MIT researchers engineer light emitting plants
A professor of chemical engineering at MIT, Strano and his team have been working with four chemically interacting nanoparticles, embedding them into living plants (infusing them through the pores of their leaves) so they could then react throughout the plant’s tissues.
The nanoparticles included firefly luciferase conjugated silica (SNP-Luc), d-luciferin releasing poly(lactic-co-glycolic acid) (PLGA-LH2), coenzyme A functionalized chitosan (CS-CoA) and semiconductor nanocrystal phosphors.
Luciferase is the enzyme that gives fireflies their glow as it interacts with the molecule luciferin, while co-enzyme A helps the process along by removing a reaction by-product that would inhibit luciferase activity.
In a paper titled “A Nanobionic Light-Emitting Plant” published in Nano Letters, the researchers describe how they packaged these three components into nanoparticle carriers of different sizes and charges so they would reach different parts of the plant when solution-driven through the pores of a plant’s leaves. First, they had worked out the optimum nanoparticle sizes through the use of a nanofluidic mathematical model, then proceeded to infuse watercress through a pressurized bath infusion of nanoparticles in a solution.

### [Work item]
Extract the passage of the light-emitting plants article between "Luciferase is the" and "inhibit luciferase activity.", inclusive.

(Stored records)
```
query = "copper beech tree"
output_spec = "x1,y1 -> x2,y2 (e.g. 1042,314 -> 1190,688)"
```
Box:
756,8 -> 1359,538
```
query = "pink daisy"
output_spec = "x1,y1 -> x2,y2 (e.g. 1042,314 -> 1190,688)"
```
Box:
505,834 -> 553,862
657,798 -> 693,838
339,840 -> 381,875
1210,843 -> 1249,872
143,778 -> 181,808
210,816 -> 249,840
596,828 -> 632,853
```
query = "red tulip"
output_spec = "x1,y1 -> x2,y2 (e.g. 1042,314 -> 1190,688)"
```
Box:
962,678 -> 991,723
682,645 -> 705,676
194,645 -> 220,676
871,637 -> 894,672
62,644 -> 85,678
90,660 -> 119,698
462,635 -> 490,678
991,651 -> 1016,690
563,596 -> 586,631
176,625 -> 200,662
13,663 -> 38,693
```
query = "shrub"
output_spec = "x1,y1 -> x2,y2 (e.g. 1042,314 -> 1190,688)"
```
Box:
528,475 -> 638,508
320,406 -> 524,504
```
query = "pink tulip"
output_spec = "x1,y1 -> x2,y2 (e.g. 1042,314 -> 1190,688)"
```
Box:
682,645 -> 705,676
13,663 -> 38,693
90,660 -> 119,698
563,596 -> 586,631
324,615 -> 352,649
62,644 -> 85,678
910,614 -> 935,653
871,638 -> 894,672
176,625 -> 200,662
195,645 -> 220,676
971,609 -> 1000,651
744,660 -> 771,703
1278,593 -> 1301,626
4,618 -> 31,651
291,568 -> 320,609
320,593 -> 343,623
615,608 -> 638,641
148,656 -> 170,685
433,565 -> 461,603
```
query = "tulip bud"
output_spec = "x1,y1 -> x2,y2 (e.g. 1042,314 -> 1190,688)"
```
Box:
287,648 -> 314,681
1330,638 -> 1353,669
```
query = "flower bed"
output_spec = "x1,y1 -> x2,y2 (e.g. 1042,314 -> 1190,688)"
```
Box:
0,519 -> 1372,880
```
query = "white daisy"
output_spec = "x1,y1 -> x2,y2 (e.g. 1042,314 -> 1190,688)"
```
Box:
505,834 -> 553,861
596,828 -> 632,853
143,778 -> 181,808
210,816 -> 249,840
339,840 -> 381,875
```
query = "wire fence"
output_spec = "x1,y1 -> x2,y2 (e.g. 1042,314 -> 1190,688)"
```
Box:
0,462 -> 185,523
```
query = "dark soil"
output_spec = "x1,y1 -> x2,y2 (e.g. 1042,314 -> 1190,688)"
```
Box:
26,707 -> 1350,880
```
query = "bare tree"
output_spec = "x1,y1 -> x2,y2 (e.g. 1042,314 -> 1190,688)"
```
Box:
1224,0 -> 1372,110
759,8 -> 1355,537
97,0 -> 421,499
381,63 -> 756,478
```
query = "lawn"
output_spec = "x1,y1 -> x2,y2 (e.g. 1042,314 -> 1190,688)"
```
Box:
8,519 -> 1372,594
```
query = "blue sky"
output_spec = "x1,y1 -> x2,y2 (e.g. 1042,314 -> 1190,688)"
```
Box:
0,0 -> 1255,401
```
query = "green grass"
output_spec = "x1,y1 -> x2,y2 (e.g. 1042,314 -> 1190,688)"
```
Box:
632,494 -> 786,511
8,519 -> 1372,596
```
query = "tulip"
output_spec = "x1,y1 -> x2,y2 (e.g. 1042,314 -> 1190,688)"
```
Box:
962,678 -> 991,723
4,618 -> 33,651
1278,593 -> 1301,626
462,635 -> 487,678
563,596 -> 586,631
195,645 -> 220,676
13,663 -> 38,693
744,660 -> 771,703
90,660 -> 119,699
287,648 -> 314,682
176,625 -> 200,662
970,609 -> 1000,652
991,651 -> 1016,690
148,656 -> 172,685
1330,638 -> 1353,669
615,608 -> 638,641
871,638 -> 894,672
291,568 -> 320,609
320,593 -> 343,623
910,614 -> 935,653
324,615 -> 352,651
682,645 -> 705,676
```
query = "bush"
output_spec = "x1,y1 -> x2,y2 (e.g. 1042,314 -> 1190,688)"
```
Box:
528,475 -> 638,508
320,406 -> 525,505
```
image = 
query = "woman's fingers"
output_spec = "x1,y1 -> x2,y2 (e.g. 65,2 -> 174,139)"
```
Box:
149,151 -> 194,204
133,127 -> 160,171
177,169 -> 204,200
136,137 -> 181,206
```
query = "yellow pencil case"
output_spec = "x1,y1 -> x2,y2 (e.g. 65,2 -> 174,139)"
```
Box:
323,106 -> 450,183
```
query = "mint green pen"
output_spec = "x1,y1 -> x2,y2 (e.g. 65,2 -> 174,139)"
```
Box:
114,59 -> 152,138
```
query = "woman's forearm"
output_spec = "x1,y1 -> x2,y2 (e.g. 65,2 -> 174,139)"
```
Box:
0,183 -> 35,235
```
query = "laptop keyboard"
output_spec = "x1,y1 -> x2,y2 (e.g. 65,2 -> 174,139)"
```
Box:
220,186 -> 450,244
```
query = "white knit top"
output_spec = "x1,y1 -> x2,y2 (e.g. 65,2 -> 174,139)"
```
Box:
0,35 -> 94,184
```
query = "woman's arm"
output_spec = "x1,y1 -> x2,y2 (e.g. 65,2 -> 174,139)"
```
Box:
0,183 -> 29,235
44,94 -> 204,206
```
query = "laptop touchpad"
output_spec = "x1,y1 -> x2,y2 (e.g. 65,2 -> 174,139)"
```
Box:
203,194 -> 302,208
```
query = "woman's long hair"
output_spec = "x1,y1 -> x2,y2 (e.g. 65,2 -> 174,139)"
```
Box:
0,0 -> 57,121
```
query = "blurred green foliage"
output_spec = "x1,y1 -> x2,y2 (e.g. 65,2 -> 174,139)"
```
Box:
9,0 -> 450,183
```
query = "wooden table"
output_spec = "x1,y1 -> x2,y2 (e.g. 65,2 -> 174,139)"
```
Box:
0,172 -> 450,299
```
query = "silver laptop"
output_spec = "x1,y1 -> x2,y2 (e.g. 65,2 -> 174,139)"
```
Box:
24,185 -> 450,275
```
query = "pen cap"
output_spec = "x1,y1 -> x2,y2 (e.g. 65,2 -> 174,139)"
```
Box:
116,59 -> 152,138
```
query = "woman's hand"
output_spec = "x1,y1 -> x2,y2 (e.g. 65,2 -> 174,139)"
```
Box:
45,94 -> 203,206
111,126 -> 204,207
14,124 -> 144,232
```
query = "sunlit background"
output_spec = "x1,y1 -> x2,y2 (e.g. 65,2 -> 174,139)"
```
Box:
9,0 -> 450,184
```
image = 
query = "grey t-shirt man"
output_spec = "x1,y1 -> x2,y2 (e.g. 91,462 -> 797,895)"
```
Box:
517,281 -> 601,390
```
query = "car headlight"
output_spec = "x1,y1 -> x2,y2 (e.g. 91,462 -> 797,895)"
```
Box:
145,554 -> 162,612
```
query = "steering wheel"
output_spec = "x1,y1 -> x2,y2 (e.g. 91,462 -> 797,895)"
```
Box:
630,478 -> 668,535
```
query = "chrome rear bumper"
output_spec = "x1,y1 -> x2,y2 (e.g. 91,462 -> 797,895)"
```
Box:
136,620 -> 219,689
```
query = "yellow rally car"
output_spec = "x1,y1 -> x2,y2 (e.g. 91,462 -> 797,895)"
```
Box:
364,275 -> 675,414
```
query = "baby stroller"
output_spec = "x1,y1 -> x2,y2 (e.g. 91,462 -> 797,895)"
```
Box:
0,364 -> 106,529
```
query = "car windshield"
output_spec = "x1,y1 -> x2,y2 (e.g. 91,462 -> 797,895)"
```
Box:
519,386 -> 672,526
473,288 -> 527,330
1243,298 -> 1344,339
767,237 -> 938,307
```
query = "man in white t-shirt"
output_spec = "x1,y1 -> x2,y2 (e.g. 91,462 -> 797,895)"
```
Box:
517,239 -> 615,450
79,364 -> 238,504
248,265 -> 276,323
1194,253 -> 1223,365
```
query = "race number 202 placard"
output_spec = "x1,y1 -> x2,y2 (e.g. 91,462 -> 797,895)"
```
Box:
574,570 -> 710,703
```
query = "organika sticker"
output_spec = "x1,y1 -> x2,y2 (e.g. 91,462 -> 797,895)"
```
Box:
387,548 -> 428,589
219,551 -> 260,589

### [Worked solution]
Luciferase is the enzyme that gives fireflies their glow as it interacts with the molecule luciferin, while co-enzyme A helps the process along by removing a reaction by-product that would inhibit luciferase activity.